=== Your goal ===
Your task is to extract the lines from the one holding "Target: person's legs" through the end of the material. Set them down exactly and add nothing.

=== Source material ===
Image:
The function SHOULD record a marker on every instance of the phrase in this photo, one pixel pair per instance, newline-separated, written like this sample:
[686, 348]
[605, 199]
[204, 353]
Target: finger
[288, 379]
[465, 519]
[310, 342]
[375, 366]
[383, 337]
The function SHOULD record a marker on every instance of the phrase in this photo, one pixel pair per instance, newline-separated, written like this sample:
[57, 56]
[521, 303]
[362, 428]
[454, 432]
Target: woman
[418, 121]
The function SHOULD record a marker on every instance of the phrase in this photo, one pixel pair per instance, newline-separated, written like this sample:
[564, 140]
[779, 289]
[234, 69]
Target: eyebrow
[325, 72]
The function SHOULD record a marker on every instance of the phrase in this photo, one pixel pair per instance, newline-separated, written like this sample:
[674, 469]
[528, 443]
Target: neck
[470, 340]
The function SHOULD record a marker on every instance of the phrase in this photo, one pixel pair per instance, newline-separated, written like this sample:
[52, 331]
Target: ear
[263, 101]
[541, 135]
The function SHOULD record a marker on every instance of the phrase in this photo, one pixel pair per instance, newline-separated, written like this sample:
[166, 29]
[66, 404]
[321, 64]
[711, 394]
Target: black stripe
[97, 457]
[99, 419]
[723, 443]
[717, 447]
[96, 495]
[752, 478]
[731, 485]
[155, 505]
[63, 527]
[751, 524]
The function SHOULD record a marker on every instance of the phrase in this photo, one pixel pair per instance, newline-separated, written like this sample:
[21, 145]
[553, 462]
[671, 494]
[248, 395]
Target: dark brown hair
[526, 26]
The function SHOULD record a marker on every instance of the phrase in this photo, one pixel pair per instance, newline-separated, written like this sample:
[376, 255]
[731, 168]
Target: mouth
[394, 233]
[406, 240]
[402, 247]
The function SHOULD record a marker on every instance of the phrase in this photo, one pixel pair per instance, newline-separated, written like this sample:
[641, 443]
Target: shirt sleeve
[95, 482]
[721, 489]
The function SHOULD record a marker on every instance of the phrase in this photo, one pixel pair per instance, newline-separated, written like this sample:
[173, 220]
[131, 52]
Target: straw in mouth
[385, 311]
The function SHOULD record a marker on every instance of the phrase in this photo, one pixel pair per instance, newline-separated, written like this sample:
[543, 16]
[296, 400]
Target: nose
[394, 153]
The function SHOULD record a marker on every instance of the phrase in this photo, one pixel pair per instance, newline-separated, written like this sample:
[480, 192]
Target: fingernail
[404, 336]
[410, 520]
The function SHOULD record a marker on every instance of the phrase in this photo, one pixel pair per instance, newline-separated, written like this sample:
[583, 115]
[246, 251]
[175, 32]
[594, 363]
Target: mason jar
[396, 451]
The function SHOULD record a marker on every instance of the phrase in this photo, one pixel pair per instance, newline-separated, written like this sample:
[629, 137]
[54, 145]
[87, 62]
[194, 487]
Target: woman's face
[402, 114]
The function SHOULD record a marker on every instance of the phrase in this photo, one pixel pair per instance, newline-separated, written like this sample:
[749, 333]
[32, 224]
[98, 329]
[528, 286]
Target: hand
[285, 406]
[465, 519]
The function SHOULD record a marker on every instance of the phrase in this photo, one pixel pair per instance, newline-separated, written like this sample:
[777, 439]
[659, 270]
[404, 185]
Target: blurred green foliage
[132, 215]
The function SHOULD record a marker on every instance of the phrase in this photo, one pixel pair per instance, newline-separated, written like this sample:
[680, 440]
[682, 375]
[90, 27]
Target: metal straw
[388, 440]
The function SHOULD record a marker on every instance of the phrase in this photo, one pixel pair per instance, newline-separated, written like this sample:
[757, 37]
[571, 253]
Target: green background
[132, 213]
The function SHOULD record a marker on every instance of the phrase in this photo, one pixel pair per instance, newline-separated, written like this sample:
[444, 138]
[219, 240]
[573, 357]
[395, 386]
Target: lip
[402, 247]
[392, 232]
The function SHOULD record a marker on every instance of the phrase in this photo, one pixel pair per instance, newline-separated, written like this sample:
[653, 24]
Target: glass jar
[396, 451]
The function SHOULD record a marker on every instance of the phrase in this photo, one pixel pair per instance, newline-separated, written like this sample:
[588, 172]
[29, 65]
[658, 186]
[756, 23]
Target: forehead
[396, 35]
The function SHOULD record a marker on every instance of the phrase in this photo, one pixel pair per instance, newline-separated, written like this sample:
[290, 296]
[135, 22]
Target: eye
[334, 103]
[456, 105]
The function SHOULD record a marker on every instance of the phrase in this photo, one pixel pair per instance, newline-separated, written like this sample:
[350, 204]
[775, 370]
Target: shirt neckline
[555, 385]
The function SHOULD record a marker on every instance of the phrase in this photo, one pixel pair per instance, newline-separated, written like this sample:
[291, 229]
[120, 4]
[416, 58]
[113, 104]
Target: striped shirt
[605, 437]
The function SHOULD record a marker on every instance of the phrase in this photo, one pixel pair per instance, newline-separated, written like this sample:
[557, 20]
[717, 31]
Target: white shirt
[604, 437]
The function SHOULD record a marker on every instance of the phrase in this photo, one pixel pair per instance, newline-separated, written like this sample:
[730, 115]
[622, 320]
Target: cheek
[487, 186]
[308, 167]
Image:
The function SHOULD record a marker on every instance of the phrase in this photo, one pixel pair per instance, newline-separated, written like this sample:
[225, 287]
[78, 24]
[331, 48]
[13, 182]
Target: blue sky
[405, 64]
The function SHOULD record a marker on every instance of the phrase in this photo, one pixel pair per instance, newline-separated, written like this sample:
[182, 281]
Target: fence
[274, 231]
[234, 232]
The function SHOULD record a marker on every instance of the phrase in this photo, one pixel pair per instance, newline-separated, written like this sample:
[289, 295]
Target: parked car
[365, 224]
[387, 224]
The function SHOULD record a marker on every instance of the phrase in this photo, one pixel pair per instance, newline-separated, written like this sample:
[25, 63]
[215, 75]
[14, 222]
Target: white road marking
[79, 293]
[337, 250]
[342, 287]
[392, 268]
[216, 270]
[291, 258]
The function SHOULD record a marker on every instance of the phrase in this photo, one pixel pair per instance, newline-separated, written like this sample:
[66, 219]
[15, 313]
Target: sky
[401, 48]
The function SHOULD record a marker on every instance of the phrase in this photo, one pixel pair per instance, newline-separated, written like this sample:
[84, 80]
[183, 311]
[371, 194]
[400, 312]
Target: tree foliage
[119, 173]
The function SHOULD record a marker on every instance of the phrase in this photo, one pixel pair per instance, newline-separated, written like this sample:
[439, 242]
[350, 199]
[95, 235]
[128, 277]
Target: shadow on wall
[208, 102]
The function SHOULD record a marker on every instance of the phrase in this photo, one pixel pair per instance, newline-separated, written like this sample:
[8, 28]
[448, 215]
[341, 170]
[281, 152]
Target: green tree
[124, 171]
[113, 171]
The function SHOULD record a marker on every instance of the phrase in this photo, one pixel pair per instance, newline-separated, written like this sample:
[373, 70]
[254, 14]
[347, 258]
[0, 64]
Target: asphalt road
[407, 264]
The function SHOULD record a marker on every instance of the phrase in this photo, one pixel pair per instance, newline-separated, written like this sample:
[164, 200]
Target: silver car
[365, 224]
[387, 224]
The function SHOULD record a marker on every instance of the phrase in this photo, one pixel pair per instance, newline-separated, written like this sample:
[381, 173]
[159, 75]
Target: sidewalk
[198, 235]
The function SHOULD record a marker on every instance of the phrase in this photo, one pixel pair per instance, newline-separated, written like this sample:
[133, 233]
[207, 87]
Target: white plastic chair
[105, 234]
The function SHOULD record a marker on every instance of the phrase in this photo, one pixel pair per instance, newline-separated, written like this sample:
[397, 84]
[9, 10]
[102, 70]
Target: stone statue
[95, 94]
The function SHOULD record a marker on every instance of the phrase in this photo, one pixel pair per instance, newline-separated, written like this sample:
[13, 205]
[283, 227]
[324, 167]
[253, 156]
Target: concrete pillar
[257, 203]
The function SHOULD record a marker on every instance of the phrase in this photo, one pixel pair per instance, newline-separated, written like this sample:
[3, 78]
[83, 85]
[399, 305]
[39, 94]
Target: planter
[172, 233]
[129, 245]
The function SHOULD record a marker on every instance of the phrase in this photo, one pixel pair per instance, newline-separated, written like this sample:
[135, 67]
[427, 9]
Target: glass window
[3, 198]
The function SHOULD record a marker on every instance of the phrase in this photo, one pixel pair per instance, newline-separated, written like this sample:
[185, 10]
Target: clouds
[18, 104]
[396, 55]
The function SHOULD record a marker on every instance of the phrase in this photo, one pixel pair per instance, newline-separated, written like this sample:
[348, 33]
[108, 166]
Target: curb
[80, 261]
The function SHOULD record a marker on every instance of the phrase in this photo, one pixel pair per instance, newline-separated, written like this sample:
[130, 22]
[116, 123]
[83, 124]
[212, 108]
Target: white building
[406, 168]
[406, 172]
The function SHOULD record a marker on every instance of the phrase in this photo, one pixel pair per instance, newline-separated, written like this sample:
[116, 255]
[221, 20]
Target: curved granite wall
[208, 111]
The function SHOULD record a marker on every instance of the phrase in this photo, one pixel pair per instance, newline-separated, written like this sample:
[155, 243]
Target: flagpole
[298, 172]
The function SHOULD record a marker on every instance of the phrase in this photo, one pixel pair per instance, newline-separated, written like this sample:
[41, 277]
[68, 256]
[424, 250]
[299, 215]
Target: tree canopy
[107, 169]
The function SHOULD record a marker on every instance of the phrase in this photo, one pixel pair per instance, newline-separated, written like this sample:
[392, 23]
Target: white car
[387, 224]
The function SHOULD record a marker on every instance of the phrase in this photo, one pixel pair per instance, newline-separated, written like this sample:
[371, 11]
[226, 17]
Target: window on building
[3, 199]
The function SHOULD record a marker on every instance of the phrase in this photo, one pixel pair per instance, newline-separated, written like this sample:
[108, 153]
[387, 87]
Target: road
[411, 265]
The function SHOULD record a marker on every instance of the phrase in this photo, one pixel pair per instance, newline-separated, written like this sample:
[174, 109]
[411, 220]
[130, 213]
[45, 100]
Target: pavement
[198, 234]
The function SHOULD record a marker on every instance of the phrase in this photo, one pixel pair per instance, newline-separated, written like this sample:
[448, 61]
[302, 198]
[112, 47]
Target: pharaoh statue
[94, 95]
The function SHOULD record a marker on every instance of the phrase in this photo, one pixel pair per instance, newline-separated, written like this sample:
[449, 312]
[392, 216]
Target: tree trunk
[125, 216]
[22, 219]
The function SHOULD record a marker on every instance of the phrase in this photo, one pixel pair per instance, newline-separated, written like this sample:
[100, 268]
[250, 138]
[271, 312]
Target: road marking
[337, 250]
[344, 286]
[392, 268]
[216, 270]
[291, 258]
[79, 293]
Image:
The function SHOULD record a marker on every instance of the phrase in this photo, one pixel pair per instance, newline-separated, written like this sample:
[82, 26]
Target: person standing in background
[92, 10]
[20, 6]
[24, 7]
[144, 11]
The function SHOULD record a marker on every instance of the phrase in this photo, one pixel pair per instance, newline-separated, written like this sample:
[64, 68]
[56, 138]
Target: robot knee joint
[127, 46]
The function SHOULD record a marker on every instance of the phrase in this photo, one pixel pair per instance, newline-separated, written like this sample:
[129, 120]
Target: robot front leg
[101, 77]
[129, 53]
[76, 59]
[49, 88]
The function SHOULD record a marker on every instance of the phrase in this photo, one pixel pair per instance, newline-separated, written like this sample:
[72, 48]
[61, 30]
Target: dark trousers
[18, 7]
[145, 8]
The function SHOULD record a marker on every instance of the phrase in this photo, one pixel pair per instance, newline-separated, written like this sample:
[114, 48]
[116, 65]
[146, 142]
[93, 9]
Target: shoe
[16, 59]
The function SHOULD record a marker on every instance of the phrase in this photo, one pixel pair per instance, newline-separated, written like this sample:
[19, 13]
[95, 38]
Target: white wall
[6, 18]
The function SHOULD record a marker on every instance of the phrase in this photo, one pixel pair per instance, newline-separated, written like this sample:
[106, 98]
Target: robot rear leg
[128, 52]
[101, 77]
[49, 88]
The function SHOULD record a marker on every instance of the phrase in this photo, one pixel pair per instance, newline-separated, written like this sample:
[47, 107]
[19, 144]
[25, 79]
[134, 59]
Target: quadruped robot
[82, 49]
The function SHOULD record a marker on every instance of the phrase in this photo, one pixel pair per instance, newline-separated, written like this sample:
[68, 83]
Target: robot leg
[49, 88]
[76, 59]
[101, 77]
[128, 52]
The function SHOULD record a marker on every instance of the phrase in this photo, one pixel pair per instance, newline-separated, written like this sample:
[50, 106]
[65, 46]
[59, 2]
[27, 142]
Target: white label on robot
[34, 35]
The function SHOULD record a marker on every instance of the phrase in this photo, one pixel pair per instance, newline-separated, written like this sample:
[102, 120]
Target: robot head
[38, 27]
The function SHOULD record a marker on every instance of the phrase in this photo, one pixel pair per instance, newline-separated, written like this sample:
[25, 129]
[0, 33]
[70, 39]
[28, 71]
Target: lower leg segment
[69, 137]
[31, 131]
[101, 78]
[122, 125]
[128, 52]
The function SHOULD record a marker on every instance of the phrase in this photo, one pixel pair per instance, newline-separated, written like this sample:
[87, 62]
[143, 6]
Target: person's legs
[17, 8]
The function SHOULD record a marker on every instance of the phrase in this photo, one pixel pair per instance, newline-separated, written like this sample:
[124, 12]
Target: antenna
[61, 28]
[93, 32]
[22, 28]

=== Written answer ===
Target: person's legs
[17, 8]
The function SHOULD record a marker on every instance of the phrase in this photo, one pixel pair per instance, newline-separated, written like this sample:
[124, 12]
Target: antenna
[61, 28]
[93, 32]
[22, 28]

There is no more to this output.